Aim:
Turn the part of the listing that starts with the line containing "Task: annotate every instance of the tile backsplash" and runs through the end of the listing into a numbered list, leaving out any blank lines.

Data provided:
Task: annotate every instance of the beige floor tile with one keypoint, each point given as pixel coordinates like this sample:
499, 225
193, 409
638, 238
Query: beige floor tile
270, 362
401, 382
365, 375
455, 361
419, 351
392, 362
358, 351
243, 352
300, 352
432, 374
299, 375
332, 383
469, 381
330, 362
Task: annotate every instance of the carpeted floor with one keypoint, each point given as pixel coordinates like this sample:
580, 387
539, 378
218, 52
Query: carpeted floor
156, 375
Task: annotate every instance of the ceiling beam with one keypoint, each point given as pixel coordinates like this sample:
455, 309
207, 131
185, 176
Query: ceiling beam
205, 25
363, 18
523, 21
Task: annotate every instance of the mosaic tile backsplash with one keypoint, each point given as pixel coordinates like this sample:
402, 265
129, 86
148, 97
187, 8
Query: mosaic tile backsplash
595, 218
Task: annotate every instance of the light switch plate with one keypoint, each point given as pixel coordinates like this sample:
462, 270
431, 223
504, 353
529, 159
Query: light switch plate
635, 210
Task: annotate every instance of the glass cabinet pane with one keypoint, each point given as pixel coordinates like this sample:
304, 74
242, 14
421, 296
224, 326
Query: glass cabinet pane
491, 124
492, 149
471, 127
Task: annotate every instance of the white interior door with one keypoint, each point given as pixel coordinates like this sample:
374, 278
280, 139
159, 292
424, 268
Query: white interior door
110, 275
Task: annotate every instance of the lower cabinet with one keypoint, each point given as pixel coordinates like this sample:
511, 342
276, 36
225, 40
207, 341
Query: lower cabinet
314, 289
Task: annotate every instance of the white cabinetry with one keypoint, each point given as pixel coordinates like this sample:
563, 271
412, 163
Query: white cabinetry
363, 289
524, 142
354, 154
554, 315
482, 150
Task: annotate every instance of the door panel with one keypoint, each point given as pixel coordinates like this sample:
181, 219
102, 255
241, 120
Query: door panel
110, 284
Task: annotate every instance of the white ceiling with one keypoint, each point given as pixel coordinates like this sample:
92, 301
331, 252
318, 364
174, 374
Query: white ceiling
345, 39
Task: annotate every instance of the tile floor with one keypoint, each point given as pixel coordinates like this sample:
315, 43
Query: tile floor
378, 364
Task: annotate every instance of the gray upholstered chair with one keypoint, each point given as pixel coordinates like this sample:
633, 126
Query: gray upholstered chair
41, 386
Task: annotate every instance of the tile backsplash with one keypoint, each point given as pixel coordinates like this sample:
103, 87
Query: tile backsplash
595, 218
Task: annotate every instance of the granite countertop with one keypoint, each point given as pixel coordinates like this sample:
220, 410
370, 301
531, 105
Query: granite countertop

Response for this exercise:
1. Task: annotate every instance of the tile backsplash with one keypoint, each point given as pixel coordinates like this sample:
2. 103, 87
3. Query: tile backsplash
4. 595, 218
5. Task: annotate every instance of the granite countertop with one keypoint, each point given as pixel coordinates like this sample:
6. 220, 410
7. 370, 301
8. 531, 105
9. Query: granite countertop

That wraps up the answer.